---------- DATA FOR THIS TASK
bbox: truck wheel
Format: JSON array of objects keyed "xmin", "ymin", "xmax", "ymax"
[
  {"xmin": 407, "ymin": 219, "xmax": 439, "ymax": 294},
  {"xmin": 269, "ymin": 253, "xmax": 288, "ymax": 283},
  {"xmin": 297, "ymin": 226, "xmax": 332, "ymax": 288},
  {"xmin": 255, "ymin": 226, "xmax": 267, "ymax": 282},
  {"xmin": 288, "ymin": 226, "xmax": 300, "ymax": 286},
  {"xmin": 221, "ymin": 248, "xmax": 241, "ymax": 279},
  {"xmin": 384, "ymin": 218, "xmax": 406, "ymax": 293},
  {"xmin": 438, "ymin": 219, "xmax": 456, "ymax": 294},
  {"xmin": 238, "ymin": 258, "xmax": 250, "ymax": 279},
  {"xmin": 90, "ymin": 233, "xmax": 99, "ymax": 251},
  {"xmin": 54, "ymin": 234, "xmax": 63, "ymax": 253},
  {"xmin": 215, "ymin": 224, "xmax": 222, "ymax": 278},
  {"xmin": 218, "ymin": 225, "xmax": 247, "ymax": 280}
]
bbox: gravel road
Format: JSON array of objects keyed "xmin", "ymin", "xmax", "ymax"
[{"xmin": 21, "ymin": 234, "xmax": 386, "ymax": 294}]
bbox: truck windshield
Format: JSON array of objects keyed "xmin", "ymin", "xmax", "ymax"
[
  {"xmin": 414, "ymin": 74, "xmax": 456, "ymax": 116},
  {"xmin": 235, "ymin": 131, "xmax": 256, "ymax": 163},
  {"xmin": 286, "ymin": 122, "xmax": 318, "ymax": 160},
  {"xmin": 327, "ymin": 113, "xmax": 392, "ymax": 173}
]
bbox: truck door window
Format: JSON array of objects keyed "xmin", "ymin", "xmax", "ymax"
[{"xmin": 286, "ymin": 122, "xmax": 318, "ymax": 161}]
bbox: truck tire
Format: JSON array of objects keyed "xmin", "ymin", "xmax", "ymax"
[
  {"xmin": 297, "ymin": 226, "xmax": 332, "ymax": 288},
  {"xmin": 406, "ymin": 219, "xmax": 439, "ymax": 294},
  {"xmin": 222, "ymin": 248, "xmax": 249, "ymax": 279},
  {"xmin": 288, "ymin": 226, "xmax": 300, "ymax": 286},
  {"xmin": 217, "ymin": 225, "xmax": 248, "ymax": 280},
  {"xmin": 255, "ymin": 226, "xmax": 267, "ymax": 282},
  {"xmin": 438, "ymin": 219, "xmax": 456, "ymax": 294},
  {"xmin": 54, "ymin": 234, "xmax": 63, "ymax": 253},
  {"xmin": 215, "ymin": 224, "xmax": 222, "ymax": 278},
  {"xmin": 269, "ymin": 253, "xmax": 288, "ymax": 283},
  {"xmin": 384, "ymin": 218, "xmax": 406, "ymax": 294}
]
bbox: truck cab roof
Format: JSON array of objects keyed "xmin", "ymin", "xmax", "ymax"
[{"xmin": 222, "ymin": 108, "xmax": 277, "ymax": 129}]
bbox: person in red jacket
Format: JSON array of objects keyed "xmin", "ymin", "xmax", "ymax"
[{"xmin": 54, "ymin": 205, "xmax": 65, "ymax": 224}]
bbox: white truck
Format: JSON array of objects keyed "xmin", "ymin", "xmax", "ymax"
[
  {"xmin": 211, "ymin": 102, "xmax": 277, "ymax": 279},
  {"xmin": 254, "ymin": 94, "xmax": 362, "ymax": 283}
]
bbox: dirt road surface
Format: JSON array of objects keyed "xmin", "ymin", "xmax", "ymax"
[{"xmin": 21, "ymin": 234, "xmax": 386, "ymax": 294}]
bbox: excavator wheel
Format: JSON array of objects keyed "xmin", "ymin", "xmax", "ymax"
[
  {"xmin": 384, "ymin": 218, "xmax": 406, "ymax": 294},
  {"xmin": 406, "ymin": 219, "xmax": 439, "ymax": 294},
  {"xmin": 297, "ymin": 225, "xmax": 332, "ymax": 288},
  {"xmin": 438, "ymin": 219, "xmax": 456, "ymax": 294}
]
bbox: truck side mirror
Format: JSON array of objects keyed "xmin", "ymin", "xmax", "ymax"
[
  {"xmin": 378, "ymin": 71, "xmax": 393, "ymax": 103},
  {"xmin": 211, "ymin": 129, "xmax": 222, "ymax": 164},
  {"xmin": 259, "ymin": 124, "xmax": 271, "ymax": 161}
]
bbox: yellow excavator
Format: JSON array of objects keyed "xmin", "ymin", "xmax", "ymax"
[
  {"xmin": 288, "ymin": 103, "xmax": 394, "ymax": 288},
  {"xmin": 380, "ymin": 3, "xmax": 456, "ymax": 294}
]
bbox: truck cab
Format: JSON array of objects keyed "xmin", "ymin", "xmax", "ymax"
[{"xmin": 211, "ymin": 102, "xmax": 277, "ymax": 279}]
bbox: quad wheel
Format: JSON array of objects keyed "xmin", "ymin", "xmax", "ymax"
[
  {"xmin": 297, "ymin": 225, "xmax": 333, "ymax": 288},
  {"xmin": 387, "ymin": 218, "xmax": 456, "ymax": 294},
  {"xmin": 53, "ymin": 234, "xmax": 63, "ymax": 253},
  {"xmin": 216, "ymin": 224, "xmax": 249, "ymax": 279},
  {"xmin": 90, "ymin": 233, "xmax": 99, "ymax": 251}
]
--------------------
--- WHAT TO PRODUCE ---
The reply should consist of one number: how many lines of the material contain the word "wheel".

--- SOLUTION TO THE EXERCISE ---
3